(Dataset records):
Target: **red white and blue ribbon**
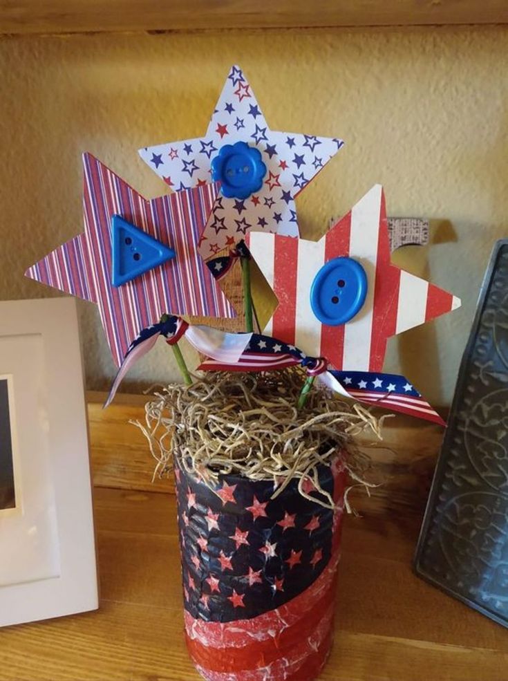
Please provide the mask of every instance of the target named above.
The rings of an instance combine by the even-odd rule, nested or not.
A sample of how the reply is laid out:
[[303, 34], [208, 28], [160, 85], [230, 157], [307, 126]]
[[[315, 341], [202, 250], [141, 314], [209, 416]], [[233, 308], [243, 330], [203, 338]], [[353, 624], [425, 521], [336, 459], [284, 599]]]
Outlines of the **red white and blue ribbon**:
[[[254, 232], [245, 243], [279, 300], [263, 333], [326, 357], [337, 370], [382, 371], [391, 336], [460, 305], [451, 293], [391, 263], [380, 185], [319, 241]], [[339, 258], [361, 265], [366, 297], [350, 321], [330, 325], [314, 314], [310, 292], [318, 273]]]
[[207, 359], [198, 366], [205, 371], [272, 371], [302, 366], [328, 388], [346, 398], [444, 425], [444, 421], [404, 376], [369, 371], [329, 370], [322, 357], [309, 357], [294, 345], [253, 333], [249, 344], [230, 364]]
[[178, 343], [183, 336], [202, 355], [225, 363], [238, 362], [252, 333], [227, 333], [200, 324], [189, 325], [176, 316], [164, 315], [160, 321], [144, 328], [131, 344], [109, 391], [104, 408], [113, 402], [127, 372], [155, 346], [162, 336], [169, 345]]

(What the task requires):
Reproduce the records above with every "ribbon" changed to "sash" and nothing else altered, leaving out the pictures.

(Task result):
Target: **red white and blue sash**
Please provide the mask of every instance of the target named above.
The rings of an instance combine by the even-odd rule, nested or not.
A sample of how the reply is laid out:
[[303, 34], [208, 28], [160, 85], [230, 157], [307, 126]]
[[[315, 341], [202, 250], [141, 314], [209, 416]], [[233, 308], [243, 330], [203, 338]], [[353, 624], [425, 521], [336, 459], [284, 599]]]
Outlines of the **red white and blue sash**:
[[[254, 232], [245, 243], [279, 300], [263, 333], [326, 357], [337, 370], [382, 371], [391, 336], [460, 305], [451, 293], [391, 263], [380, 185], [319, 241]], [[339, 258], [361, 265], [366, 297], [350, 321], [330, 325], [314, 314], [310, 292], [318, 273]]]
[[207, 359], [198, 366], [205, 371], [272, 371], [302, 366], [328, 388], [346, 398], [444, 425], [444, 421], [404, 376], [369, 371], [329, 370], [322, 357], [309, 357], [294, 345], [253, 333], [249, 344], [230, 364]]
[[178, 343], [183, 336], [202, 355], [225, 363], [238, 362], [252, 333], [227, 333], [200, 324], [189, 325], [176, 316], [164, 315], [160, 321], [144, 328], [131, 344], [109, 391], [104, 408], [113, 402], [127, 372], [155, 346], [162, 336], [169, 345]]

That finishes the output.